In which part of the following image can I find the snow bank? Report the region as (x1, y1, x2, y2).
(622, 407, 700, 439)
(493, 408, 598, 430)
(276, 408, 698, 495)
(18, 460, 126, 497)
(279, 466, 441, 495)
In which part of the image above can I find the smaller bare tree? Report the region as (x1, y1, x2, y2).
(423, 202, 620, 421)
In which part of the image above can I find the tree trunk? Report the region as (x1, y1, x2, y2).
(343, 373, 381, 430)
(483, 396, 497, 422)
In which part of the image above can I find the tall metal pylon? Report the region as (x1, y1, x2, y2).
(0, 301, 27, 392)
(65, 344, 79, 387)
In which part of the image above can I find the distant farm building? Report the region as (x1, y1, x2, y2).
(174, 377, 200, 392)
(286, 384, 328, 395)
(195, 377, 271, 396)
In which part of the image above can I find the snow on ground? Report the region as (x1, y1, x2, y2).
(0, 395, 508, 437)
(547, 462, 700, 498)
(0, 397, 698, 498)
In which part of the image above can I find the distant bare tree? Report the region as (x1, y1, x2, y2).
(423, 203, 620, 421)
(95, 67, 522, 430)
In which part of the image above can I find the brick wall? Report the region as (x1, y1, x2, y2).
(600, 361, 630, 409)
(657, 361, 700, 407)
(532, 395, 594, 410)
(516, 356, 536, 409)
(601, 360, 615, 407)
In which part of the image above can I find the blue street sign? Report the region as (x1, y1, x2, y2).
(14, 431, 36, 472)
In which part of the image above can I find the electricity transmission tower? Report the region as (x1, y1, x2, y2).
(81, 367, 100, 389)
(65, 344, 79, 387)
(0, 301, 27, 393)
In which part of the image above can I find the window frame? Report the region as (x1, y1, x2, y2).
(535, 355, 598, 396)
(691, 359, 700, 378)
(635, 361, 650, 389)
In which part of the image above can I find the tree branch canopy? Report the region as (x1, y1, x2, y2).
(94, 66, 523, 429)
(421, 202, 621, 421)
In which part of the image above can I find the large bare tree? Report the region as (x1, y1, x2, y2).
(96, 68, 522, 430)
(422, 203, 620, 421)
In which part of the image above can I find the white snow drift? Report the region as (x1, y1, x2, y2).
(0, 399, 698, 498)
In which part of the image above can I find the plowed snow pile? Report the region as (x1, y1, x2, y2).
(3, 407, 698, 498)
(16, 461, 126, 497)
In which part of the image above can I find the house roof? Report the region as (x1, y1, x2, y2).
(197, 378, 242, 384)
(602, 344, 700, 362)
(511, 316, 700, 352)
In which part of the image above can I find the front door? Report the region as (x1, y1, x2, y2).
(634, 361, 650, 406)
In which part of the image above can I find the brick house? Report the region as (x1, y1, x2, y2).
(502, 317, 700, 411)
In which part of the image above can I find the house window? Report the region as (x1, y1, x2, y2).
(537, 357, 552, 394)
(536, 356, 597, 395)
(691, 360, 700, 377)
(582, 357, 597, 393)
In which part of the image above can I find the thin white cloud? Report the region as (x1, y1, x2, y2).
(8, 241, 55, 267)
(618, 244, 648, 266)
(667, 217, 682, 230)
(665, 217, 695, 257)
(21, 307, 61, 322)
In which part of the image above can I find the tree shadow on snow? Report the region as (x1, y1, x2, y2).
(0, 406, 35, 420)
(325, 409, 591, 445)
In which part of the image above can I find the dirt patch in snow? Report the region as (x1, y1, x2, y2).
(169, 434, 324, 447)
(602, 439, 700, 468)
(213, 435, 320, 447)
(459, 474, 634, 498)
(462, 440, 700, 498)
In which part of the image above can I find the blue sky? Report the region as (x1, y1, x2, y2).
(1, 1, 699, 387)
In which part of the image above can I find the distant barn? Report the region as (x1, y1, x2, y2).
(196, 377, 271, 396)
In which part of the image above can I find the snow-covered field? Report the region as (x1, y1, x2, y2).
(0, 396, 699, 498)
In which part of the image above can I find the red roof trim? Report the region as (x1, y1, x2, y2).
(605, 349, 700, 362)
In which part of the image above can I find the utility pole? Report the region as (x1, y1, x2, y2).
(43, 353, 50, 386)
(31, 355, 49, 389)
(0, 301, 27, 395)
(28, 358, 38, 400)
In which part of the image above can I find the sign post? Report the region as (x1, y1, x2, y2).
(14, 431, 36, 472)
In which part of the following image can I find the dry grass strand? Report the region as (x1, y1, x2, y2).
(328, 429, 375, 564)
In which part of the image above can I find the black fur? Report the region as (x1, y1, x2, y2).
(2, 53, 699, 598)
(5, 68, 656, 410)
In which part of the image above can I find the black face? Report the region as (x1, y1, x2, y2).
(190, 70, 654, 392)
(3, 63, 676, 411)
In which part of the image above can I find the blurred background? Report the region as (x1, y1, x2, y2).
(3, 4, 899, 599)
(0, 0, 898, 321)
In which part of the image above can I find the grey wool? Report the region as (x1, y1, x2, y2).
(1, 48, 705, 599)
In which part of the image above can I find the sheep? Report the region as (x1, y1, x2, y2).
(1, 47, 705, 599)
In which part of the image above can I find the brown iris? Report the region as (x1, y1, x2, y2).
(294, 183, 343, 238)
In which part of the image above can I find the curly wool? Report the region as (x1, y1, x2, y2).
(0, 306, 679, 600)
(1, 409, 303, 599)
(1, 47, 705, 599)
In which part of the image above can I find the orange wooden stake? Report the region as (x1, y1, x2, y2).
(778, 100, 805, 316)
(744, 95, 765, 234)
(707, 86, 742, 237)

▸ Problem: A word-for-word restatement of all the records is required.

▸ Answer for this exercise:
In which part of the following image can I find the snow bank? Report the region as (x1, y1, x2, y2).
(622, 407, 700, 439)
(493, 408, 598, 430)
(276, 408, 698, 495)
(18, 460, 126, 497)
(279, 466, 441, 495)
In which part of the image above can I find the smaller bare tree? Report the region as (x1, y1, x2, y2).
(423, 202, 620, 421)
In which part of the image above can I find the tree trunk? Report the region as (x1, y1, x2, y2).
(343, 373, 381, 430)
(483, 396, 497, 422)
In which part of the image above can I find the tall metal pylon? Report the region as (x1, y1, x2, y2).
(0, 301, 27, 392)
(65, 344, 79, 387)
In which part of the image above can I find the distant farm building? Report the region as (x1, y1, x2, y2).
(174, 377, 200, 392)
(286, 384, 328, 395)
(195, 377, 271, 396)
In which part of the image above can I find the snow on ground? Report the region as (x1, y1, x2, y2).
(0, 395, 508, 437)
(547, 462, 700, 498)
(0, 397, 698, 498)
In which part of the image above can I find the distant bare tree? Report the region as (x1, y1, x2, y2).
(423, 203, 620, 421)
(95, 67, 522, 430)
In which part of the image above can I find the brick wall? Report the region as (x1, y1, x2, y2).
(600, 361, 630, 409)
(657, 361, 700, 407)
(532, 395, 594, 410)
(516, 356, 536, 409)
(601, 360, 615, 407)
In which part of the image above can I find the blue street sign? Report the region as (x1, y1, x2, y2).
(14, 431, 36, 472)
In which part of the image above can I find the electricity transmission tower? Report the region as (x1, y1, x2, y2).
(81, 367, 100, 389)
(65, 344, 79, 387)
(0, 301, 27, 393)
In which part of the image above can I find the window frame? Report the region as (x1, y1, x2, y2).
(535, 355, 598, 396)
(691, 359, 700, 378)
(635, 361, 650, 389)
In which part of the image above can I find the tree branch canopy? Report the region as (x1, y1, x2, y2).
(94, 66, 523, 429)
(421, 202, 621, 421)
In which part of the image above can I find the large bare tree? Report the region as (x1, y1, x2, y2).
(96, 68, 522, 430)
(422, 203, 620, 421)
In which part of the image above can I find the white snow drift? Report the region as (x1, y1, x2, y2).
(0, 399, 698, 498)
In which part of the image above can I find the plowed snow pile? Report the region as (x1, y1, x2, y2).
(3, 407, 698, 498)
(16, 461, 126, 497)
In which part of the image above can I find the house roof? Report the region as (x1, y1, x2, y2).
(197, 378, 242, 384)
(602, 344, 700, 362)
(511, 316, 700, 352)
In which part of the image above can I find the front door? Report the region as (x1, y1, x2, y2).
(634, 361, 650, 406)
In which part of the image above can I find the brick house? Report the region as (x1, y1, x2, y2).
(502, 317, 700, 411)
In which part of the image above can I find the house window? Report the region as (x1, y1, x2, y2).
(537, 357, 552, 394)
(536, 356, 597, 395)
(691, 360, 700, 377)
(582, 357, 597, 393)
In which part of the image above can I find the thin white cloud? Report the region as (x1, y1, x2, y2).
(8, 241, 55, 267)
(618, 244, 648, 266)
(667, 217, 682, 230)
(665, 217, 695, 257)
(21, 307, 61, 322)
In which part of the image above can I find the tree shadow on snow? Report the region as (x1, y1, x2, y2).
(0, 406, 35, 420)
(325, 409, 591, 445)
In which part of the image above can I find the dirt patch in snow? Report the region as (x1, y1, x2, y2).
(169, 434, 324, 447)
(602, 439, 700, 468)
(213, 435, 320, 447)
(459, 474, 634, 498)
(462, 440, 700, 498)
In which part of the image above can I find the blue sky? Report the region as (x1, y1, x2, y2).
(1, 1, 699, 387)
In which part of the image above can I find the distant barn? Report the region as (x1, y1, x2, y2).
(196, 377, 271, 396)
In which part of the image above can I find the snow-covered field? Report the region as (x1, y1, x2, y2).
(0, 396, 699, 498)
In which part of the image above can I find the red roof trim? Report the region as (x1, y1, x2, y2).
(605, 349, 700, 362)
In which part of the image above can I find the utility pole? Report the region as (x1, y1, x2, y2).
(43, 353, 50, 386)
(31, 355, 49, 389)
(0, 301, 27, 395)
(28, 358, 38, 400)
In which part of the image above can I find the sign post? Report the region as (x1, y1, x2, y2).
(14, 431, 36, 472)
In which part of the following image can I find the dry grass strand? Report the region as (x1, y1, x2, y2).
(328, 429, 375, 564)
In which part of the image above can I find the black fur? Report the region as (x1, y1, x2, y2).
(2, 53, 699, 598)
(5, 68, 656, 410)
In which part of the image above can I find the black face? Report the region as (x1, y1, x2, y2).
(190, 70, 654, 392)
(3, 63, 676, 411)
In which part of the image above can I find the blurred background? Report the region as (x1, y1, x2, y2).
(3, 4, 899, 599)
(0, 0, 898, 321)
In which part of the image above can I find the grey wool? Report the region as (x1, y1, x2, y2).
(1, 48, 705, 599)
In which part of the image above can I find the sheep? Report the region as (x1, y1, x2, y2).
(1, 47, 705, 599)
In which part of the image above can I find the brown iris? Report the region as (x1, y1, x2, y2).
(294, 183, 343, 238)
In which part of the image above can I find the curly wool? Report the region as (x1, y1, x2, y2).
(0, 306, 679, 600)
(1, 409, 303, 599)
(1, 47, 705, 599)
In which part of the image above can I find the orange wooden stake? Report the region as (x1, y1, x2, y2).
(778, 100, 805, 316)
(744, 95, 765, 234)
(707, 86, 742, 237)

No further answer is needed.